Raw data below:

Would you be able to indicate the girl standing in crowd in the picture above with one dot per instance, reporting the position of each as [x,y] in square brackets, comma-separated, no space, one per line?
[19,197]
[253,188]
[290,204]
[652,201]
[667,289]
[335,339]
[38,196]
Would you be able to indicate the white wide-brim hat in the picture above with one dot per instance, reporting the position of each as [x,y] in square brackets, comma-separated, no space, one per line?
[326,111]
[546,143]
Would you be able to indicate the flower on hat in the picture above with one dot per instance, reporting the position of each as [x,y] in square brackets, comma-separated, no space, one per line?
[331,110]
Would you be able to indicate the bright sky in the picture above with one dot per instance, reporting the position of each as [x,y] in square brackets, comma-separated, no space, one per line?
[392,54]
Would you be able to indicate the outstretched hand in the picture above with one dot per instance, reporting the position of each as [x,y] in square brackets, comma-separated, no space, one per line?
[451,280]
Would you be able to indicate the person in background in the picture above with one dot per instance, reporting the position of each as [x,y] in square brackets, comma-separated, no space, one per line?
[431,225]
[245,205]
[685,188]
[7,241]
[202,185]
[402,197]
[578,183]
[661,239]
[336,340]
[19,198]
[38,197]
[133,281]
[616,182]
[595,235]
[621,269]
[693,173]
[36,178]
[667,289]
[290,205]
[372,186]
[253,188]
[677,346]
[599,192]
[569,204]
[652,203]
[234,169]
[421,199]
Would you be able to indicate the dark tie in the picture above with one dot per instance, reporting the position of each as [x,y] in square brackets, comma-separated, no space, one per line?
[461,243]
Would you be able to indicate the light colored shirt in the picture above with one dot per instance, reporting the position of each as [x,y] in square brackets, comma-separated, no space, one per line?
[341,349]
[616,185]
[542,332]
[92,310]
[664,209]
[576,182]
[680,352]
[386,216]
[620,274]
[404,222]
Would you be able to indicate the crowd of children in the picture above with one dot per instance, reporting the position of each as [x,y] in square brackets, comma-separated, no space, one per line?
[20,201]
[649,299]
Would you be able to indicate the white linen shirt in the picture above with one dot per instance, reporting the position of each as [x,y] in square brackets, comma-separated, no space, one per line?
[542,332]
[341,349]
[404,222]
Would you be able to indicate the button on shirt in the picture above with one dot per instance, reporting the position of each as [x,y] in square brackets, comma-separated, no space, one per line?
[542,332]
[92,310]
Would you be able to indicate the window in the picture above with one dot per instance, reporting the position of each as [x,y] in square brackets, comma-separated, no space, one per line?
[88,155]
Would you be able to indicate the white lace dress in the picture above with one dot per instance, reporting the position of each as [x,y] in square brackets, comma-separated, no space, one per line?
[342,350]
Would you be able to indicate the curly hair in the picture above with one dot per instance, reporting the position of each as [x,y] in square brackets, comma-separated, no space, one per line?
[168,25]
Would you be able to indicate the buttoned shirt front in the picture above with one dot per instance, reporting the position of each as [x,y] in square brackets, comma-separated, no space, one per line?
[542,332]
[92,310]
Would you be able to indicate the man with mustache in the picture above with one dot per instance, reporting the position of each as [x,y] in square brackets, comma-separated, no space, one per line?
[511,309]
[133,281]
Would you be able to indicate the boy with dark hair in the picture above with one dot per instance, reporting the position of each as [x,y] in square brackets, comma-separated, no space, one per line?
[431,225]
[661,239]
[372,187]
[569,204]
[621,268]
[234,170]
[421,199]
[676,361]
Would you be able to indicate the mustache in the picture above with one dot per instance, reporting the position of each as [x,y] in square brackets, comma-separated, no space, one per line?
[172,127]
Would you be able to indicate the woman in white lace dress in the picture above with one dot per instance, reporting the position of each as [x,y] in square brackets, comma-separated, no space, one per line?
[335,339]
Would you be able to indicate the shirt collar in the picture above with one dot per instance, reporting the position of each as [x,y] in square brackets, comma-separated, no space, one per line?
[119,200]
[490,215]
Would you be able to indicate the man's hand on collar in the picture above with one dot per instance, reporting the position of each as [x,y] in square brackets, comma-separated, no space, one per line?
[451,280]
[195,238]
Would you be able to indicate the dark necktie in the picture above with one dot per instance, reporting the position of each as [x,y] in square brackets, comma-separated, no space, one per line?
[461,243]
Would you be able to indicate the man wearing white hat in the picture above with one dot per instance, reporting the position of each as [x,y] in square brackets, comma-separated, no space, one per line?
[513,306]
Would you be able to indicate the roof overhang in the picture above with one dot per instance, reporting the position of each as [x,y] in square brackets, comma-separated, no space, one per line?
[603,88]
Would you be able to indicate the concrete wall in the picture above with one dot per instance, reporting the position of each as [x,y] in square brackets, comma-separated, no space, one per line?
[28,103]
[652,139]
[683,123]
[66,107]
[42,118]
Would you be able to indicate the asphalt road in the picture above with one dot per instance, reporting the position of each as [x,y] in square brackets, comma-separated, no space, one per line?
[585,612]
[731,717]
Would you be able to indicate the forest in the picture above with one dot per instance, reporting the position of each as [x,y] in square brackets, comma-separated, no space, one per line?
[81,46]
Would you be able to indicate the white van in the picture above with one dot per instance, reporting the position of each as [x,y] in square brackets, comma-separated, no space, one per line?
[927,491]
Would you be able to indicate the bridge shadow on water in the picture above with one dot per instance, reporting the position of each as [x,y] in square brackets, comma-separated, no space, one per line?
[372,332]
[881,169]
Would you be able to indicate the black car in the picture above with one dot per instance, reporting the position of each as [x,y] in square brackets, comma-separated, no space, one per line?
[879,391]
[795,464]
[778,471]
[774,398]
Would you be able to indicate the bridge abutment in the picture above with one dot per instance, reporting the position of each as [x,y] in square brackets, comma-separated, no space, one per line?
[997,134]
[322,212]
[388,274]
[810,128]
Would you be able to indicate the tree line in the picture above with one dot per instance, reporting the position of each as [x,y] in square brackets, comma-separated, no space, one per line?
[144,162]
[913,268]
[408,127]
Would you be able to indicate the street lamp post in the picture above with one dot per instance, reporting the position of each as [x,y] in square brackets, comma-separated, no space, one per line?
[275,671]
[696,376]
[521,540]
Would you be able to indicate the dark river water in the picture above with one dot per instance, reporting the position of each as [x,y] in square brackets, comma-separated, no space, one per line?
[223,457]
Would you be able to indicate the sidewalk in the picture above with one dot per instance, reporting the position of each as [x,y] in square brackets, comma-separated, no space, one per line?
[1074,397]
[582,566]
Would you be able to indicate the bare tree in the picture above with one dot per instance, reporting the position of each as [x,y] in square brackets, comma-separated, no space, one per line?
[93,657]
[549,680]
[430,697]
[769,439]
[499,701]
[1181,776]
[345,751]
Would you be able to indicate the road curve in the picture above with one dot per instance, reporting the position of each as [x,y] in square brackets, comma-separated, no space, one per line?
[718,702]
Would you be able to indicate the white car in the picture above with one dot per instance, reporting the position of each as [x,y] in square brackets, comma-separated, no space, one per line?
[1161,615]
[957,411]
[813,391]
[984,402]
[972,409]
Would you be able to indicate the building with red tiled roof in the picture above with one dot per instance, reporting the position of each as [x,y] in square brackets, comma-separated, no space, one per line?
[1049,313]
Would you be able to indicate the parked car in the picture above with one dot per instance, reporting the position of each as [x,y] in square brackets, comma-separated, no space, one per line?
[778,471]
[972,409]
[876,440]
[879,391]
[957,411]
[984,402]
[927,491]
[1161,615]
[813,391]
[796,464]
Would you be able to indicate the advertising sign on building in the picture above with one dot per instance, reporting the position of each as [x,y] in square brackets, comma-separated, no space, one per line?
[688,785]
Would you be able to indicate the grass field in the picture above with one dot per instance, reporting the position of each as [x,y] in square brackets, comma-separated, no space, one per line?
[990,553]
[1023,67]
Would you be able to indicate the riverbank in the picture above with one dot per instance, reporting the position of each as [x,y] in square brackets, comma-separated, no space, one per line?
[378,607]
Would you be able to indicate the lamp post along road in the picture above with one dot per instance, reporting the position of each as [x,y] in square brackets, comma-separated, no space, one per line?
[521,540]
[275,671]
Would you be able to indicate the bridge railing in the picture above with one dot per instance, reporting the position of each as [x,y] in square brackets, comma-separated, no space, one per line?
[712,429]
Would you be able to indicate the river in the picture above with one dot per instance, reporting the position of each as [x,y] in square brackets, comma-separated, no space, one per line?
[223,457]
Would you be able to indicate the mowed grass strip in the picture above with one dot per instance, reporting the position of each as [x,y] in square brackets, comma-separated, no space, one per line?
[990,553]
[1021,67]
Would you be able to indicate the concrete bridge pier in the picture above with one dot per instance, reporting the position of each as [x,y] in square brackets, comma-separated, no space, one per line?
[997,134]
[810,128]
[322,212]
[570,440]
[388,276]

End of Raw data.

Exercise directions: Make an exact copy of each line, beginning at the one containing "Would you be able to indicate the concrete bridge" and ending with the last line of the data, and of no other line.

Task output:
Would you be able to indicate the concrete bridge pier in the picture above with one dot per instance, reporting the position of each as [x,y] in square brackets, comma-separated, no space, one per line?
[997,134]
[810,128]
[322,212]
[570,440]
[388,276]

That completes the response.